WHAT IS REQUIRED: Copy the lines of the items below word for word, from the line that contains "Please mark every branch" through the last line of the items.
* Start DATA EXCERPTS *
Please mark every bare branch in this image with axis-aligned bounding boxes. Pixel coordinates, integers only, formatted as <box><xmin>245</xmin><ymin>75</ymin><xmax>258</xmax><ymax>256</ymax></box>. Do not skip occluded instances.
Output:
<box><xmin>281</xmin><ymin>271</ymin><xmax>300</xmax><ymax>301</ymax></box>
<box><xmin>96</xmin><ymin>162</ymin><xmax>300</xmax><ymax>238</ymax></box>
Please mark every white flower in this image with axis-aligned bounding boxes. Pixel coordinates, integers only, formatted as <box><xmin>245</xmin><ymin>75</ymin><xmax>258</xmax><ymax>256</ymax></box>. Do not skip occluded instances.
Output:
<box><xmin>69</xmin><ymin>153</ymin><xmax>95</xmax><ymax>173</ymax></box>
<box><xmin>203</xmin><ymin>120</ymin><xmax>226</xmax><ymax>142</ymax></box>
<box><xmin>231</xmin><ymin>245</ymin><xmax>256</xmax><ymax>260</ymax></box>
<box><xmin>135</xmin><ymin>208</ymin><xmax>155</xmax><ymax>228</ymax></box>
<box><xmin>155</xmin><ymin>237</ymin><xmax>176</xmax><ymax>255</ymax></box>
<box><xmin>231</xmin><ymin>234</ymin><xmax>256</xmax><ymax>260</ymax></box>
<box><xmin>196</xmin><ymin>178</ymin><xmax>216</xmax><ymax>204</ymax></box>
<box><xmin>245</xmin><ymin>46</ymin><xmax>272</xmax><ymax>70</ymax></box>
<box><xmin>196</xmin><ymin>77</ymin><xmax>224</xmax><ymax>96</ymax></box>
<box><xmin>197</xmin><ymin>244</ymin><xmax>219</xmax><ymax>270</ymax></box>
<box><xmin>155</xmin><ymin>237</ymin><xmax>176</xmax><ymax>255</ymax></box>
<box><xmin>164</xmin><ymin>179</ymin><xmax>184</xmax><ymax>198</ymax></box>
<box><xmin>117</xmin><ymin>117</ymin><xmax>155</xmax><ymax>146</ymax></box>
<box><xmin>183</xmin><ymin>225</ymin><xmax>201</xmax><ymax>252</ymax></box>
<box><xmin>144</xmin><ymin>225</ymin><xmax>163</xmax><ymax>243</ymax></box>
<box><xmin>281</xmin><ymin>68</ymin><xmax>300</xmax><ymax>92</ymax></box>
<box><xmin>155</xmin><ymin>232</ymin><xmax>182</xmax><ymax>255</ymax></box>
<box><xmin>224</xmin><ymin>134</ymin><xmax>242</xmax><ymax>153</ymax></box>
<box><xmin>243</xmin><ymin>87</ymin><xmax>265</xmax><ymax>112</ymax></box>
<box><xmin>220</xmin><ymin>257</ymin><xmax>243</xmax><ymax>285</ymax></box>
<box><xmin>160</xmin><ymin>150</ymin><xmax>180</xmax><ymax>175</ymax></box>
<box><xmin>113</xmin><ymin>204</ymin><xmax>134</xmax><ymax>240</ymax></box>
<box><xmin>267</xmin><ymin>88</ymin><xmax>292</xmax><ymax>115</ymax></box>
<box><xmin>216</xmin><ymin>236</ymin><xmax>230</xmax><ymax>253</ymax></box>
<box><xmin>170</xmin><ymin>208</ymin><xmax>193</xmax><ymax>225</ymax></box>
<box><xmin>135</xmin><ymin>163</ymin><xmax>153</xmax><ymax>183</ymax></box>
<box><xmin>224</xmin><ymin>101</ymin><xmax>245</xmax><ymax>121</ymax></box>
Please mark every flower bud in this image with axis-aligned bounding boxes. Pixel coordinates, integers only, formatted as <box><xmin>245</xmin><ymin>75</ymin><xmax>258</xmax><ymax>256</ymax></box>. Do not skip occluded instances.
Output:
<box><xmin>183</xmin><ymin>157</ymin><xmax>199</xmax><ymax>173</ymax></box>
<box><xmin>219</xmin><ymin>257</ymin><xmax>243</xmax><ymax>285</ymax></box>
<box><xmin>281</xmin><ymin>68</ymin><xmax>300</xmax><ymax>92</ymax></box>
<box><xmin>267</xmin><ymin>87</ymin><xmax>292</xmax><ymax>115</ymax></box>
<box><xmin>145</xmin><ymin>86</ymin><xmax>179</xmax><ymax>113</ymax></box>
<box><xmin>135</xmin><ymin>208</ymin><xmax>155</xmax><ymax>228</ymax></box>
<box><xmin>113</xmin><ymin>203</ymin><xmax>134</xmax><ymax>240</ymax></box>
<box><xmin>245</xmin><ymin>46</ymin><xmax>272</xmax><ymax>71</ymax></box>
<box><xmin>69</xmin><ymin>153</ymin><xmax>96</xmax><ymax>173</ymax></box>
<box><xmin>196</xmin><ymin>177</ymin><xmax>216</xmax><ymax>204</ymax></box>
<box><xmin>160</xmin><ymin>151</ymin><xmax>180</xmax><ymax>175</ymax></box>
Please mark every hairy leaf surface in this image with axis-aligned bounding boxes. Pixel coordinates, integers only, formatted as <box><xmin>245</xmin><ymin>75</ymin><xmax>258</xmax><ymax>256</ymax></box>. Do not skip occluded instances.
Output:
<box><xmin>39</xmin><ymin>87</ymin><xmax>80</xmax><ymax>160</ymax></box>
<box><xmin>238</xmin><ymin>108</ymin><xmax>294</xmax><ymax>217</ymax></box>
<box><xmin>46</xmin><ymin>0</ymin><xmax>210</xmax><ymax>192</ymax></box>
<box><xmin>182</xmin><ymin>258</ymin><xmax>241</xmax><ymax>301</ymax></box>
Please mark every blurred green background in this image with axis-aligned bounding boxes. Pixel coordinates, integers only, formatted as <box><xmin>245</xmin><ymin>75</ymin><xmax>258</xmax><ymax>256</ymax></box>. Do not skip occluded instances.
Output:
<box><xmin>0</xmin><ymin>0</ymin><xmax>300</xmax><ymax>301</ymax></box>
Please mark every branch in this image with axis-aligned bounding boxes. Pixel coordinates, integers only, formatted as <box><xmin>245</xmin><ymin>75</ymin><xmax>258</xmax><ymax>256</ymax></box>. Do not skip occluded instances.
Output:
* End DATA EXCERPTS *
FINAL RESULT:
Please mark every branch in this image with axis-aligned bounding boxes. Pixel coordinates, integers only, formatted as <box><xmin>245</xmin><ymin>75</ymin><xmax>258</xmax><ymax>256</ymax></box>. Do not skip occluded instances.
Output:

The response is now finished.